STATED PROBLEM: Please repeat all of the listing exactly.

* begin DATA IN THIS EXERCISE *

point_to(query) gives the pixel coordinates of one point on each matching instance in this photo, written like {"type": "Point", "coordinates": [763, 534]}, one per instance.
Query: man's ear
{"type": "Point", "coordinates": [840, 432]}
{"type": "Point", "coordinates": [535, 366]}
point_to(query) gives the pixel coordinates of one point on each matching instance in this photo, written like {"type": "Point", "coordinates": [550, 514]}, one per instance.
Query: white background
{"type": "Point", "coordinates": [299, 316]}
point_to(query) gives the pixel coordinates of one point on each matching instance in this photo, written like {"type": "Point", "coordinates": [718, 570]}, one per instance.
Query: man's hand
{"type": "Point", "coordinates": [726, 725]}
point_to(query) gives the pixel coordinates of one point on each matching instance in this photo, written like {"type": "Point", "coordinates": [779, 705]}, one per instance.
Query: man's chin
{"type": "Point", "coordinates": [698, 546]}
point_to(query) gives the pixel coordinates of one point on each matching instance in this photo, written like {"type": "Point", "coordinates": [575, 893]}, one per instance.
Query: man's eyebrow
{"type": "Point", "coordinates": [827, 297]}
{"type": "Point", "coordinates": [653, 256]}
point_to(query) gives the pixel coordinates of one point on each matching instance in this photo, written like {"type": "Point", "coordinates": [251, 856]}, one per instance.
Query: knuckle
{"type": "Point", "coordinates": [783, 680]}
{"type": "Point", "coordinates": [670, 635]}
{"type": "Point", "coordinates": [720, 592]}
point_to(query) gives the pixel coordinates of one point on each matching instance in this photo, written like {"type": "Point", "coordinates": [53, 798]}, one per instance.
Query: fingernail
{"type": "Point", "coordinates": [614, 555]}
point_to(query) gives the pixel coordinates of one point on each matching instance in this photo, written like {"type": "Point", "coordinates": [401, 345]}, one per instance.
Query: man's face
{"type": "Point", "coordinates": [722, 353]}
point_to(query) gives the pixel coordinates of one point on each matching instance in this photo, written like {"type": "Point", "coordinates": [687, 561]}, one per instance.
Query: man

* end DATA IN THIS EXERCISE *

ANSWER IN FULL:
point_to(query) gives the pixel coordinates of one point on each matching instance in this photo, written like {"type": "Point", "coordinates": [763, 534]}, one per instance.
Query: man's ear
{"type": "Point", "coordinates": [840, 432]}
{"type": "Point", "coordinates": [535, 366]}
point_to(query) gives the pixel coordinates of one point on each matching instance in this photo, written like {"type": "Point", "coordinates": [550, 514]}, one per instance.
Query: white background
{"type": "Point", "coordinates": [299, 316]}
point_to(query) gives the pixel coordinates of one point on each matching instance in this photo, written like {"type": "Point", "coordinates": [718, 570]}, one per instance.
Query: man's hand
{"type": "Point", "coordinates": [726, 725]}
point_to(query) gives the pixel coordinates of one point on each matching instance in this photo, written like {"type": "Point", "coordinates": [779, 705]}, one per instance.
Query: man's chin
{"type": "Point", "coordinates": [698, 546]}
point_to(query) gives the pixel coordinates of one point on each matching instance in this photo, written like {"type": "Point", "coordinates": [575, 893]}, one per instance.
Query: man's eyebrow
{"type": "Point", "coordinates": [827, 297]}
{"type": "Point", "coordinates": [653, 256]}
point_to(query) gives the pixel coordinates of one point on each matching instance in this photo, written like {"type": "Point", "coordinates": [251, 856]}, one per instance.
Query: knuckle
{"type": "Point", "coordinates": [783, 680]}
{"type": "Point", "coordinates": [670, 635]}
{"type": "Point", "coordinates": [720, 592]}
point_to(query) gives the pixel coordinates of one point on each matching instance in this photo, written like {"type": "Point", "coordinates": [53, 798]}, one per instance.
Query: fingernail
{"type": "Point", "coordinates": [614, 555]}
point_to(query) gives the pixel coordinates of one point on each matching instance in this photo, written like {"type": "Point", "coordinates": [401, 345]}, one per instance.
Query: man's face
{"type": "Point", "coordinates": [722, 353]}
point_to(query) gives the pixel coordinates of one point on each matching instance in this photo, written like {"type": "Point", "coordinates": [687, 561]}, one per instance.
Query: man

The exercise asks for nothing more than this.